■ Stated goal 1:
Extract every line of the rows below that contains the string "above", copying each line in full.

■ Given text:
# # # #

I provide, as a counter example for that working, this skeleton of a
message:
Content-Type: multipart/mixed; boundary=Apple-Mail-4EBCAD0C-D24C-41E0-8E4A-6773E9087E6C
Content-Transfer-Encoding: 7bit
Mime-Version: 1.0 (1.0)
X-Mailer: iPhone Mail (9B206)
--Apple-Mail-4EBCAD0C-D24C-41E0-8E4A-6773E9087E6C
Content-Transfer-Encoding: 7bit
Content-Type: text/plain;
charset=us-ascii
(something the sender typed)
--Apple-Mail-4EBCAD0C-D24C-41E0-8E4A-6773E9087E6C
Content-Disposition: inline;
filename=photo.JPG
Content-Type: image/jpeg;
name=photo.JPG
Content-Transfer-Encoding: base64
9j/4S/+RXhpZgAA ...

# # # #

■ Stated goal 2:
Repeat the part of the email skeleton that opens with the words "X-Mailer: iPhone Mail" and closes with "9j/4S/+RXhpZgAA ...", copying it exactly.

# # # #

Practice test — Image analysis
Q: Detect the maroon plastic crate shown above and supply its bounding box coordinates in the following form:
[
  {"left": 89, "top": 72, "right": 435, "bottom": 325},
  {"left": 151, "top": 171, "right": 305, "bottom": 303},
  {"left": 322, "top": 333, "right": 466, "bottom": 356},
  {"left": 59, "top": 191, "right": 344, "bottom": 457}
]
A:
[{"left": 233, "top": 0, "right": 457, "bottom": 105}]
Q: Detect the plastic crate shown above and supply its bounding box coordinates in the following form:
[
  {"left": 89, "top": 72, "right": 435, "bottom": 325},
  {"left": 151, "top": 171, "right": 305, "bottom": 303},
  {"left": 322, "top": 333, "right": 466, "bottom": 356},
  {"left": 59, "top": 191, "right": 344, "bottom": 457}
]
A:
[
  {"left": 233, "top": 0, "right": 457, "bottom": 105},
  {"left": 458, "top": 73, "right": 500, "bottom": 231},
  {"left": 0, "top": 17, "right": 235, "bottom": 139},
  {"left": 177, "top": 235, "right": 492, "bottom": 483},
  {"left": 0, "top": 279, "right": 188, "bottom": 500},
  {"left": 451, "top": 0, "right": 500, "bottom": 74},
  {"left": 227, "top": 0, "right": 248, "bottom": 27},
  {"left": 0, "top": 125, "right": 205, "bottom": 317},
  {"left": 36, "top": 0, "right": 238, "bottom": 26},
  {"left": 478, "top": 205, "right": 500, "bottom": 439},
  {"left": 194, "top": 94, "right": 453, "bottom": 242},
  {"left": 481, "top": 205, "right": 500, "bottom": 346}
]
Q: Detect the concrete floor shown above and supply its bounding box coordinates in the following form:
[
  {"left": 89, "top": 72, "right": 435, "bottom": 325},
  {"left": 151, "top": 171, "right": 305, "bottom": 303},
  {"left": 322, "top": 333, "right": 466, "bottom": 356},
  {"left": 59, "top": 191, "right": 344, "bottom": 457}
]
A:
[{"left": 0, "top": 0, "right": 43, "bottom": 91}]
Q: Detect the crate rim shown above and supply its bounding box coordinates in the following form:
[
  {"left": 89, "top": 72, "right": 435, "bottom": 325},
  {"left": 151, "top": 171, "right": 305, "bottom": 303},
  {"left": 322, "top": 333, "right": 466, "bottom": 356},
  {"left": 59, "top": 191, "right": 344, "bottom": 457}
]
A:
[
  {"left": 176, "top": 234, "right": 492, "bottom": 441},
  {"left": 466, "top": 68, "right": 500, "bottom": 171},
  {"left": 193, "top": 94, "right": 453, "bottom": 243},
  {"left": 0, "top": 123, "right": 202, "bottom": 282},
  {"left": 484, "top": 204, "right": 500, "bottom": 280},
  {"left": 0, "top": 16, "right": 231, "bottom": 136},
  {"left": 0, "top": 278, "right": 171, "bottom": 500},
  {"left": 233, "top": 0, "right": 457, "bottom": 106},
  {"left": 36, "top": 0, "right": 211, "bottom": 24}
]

# # # #

■ Expected answer 1:
Q: Detect the maroon plastic crate shown above and supply its bounding box coordinates in the following form:
Q: Detect the plastic crate shown above and supply its bounding box coordinates in the following form:
Q: Detect the concrete floor shown above and supply its bounding box coordinates in the following form:
Q: Detect the crate rim shown above and supply its bounding box coordinates in the following form:

■ Expected answer 2:
X-Mailer: iPhone Mail (9B206)
--Apple-Mail-4EBCAD0C-D24C-41E0-8E4A-6773E9087E6C
Content-Transfer-Encoding: 7bit
Content-Type: text/plain;
charset=us-ascii
(something the sender typed)
--Apple-Mail-4EBCAD0C-D24C-41E0-8E4A-6773E9087E6C
Content-Disposition: inline;
filename=photo.JPG
Content-Type: image/jpeg;
name=photo.JPG
Content-Transfer-Encoding: base64
9j/4S/+RXhpZgAA ...